▸ EXTRAIT
^^^^^^^^
Inscrit le: 21 Nov 2007
Messages: 51

MessagePosté le: Lun 11 Fév 2008, 3:21 pm    Sujet du message: La Chronique : Naruto va trop vite ! (2) Répondre en citant

Sur ton cou large et rond, sur tes épaules grasses,
Ta tête se pavane avec d'étranges grâces ;
D'un air placide et triomphant
Tu passes ton chemin, majestueuse enfant.


Le Salut,

1. Prenons notre temps. Flânons autour de Naruto. La lenteur, encore une fois.

Lors de la dernière chronique, je proposais deux types de lenteur : une lenteur-attente que seuls mesurent nos désirs et une lenteur-vitesse qui n’était rien d’autre qu’un rapport à une autre vitesse. Ces deux types de lenteur ne sont pas entièrement superposables même si, généralement, elles fonctionnent ensemble (ce train est lent s’il va moins vite que d’habitude et s’il nous retarde).

2. Mais pourquoi l’anime est-il lent ? Il est lent par rapport au manga. Tel combat que le manga règle en 17 pages et donc que certains fans, les acharnés de l’intrigue, lisent en 8 secondes chrono (record à battre) s’éternise en de longues minutes dans sa version anime ; 20 minutes autrement dit, en gros, 0,1 image/seconde théorique si le manga (100/120 images par chapitre) était directement adapté en anime ; c’est lent, en effet, très lent.

En fin de compte, la lenteur de l’anime s’expliquerait pour des raisons commerciales : c’est l’objectif de sortir un épisode par semaine sans pour autant rattraper le manga qui conduit Studio Pierrot à se satisfaire de ce rythme d’escargot. Un épisode par mois, pour quatre chapitres donc, et nous aurions un Shippuuden un peu plus vif.

3. Mais cette remarque vaut seulement pour les fans qui fréquentent à la fois l’anime et le manga. Or l’impression de lenteur est ressentie également par ceux qui ne s’intéressent qu’au premier (c’est-à-dire en dehors de toute comparaison). Pourquoi ? La raison principale en est que la différence de rythme narratif de l’un à l’autre est entièrement investie en une esthétique de la tortue.
^^^^^^^^
▸ DONNÉES EXTRAITES
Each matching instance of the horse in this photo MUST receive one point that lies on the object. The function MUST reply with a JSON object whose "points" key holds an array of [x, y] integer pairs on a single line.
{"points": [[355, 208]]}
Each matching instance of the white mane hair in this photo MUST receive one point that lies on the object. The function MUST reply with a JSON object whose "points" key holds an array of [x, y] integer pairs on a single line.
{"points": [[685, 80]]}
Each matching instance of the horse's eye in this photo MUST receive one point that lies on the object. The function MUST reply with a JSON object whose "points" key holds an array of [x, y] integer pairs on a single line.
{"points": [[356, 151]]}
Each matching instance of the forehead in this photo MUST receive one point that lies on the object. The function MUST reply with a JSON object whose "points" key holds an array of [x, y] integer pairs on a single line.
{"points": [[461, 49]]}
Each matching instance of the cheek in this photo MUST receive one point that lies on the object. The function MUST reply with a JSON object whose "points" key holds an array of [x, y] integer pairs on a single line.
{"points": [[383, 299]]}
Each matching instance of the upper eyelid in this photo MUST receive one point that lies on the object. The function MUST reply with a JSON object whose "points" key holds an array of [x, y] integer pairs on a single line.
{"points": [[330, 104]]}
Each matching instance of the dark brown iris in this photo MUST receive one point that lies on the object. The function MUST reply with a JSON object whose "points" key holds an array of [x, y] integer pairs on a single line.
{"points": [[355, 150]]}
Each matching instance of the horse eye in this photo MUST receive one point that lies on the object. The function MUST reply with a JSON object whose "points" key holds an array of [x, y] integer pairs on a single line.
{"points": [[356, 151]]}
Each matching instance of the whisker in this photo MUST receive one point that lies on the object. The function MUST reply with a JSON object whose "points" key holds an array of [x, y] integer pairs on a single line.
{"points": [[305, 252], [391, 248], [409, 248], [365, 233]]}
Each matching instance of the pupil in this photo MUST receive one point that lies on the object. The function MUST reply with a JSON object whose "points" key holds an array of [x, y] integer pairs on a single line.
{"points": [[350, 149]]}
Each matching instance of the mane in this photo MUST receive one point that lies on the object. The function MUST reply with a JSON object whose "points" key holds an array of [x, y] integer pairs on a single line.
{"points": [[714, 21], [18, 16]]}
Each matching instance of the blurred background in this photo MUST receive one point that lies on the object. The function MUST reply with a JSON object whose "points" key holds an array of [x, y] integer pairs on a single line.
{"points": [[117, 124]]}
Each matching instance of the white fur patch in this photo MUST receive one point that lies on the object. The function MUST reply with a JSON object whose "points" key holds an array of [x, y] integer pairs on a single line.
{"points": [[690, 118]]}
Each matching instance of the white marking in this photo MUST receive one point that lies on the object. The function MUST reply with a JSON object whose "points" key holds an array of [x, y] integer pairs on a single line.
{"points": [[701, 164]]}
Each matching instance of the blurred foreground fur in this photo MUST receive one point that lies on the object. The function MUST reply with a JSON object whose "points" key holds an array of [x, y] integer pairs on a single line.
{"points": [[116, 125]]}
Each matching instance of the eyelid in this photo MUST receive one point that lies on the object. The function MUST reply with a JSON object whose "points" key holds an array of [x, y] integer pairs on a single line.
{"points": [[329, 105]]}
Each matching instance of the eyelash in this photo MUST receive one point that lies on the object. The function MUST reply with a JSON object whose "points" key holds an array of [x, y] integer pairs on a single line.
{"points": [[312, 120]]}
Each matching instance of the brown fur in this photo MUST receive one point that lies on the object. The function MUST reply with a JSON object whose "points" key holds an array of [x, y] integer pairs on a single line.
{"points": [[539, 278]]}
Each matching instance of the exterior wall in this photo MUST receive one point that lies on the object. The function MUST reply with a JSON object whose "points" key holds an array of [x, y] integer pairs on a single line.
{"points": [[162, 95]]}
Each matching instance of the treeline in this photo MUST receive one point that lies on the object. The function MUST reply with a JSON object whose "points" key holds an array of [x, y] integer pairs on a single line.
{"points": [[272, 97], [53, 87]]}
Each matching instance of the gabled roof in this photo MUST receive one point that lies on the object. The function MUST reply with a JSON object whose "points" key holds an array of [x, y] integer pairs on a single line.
^^^^^^^^
▸ CONSIGNE 1
Reprenez mot pour mot, dans la chronique sur la lenteur de Naruto, le passage qui commence par les mots contenant « 2. Mais pourquoi » et s'achève sur « peu plus vif. ».
▸ CONSIGNE 2
Prolongez la chronique sur la lenteur de l'anime Naruto en enchaînant directement après sa dernière phrase.
Les items forment un matériel indépendant de l'extrait.

▸ RÉPONSE 1
2. Mais pourquoi l’anime est-il lent ? Il est lent par rapport au manga. Tel combat que le manga règle en 17 pages et donc que certains fans, les acharnés de l’intrigue, lisent en 8 secondes chrono (record à battre) s’éternise en de longues minutes dans sa version anime ; 20 minutes autrement dit, en gros, 0,1 image/seconde théorique si le manga (100/120 images par chapitre) était directement adapté en anime ; c’est lent, en effet, très lent.

En fin de compte, la lenteur de l’anime s’expliquerait pour des raisons commerciales : c’est l’objectif de sortir un épisode par semaine sans pour autant rattraper le manga qui conduit Studio Pierrot à se satisfaire de ce rythme d’escargot. Un épisode par mois, pour quatre chapitres donc, et nous aurions un Shippuuden un peu plus vif.

▸ RÉPONSE 2
Esthétique de la tortue ? Je parle de ces « Sasu-ke » ou de ces « Gaa-ra », répétés et allongés, la psalmodie des suppliantes face au spectacle de leur héros souffrant/hésitant/fuyant. Je parle de ces gros plans sur les regards et de cette attention pour le détail le plus futile ; une tuile qui tremble ? Un pigeon s’envole au loin ? Tout est digne d’une seconde. Je parle encore de la répétition, le copier-coller des plans ; combien de fois cette image du Rasengan vibrionnant dans la main de Naruto ? Dans l’anime, prodige physique et philosophique, la même eau peut passer deux fois sous un pont, parfois trois.

Tout cela s’explique aisément : il faut combler l’écart entre le chapitre et l’épisode, boucher les trous. Mais cette esthétique semble venir de plus loin. Elle rappelle d’abord les interminables combats de DBZ. Encore un pas et nous voilà au milieu de trois desesperados, dans un cimetière américain avec, en fond sonore, une musique qui ressemble étrangement au rire d’une hyène. N’y a-t-il pas en effet une sorte de proximité formelle entre l’anime et le western spaghetti ? Gros plans, répétitions, souci du détail, sentiment d’un allongement gratuit des durées ne caractérisent-ils pas l’un et l’autre ?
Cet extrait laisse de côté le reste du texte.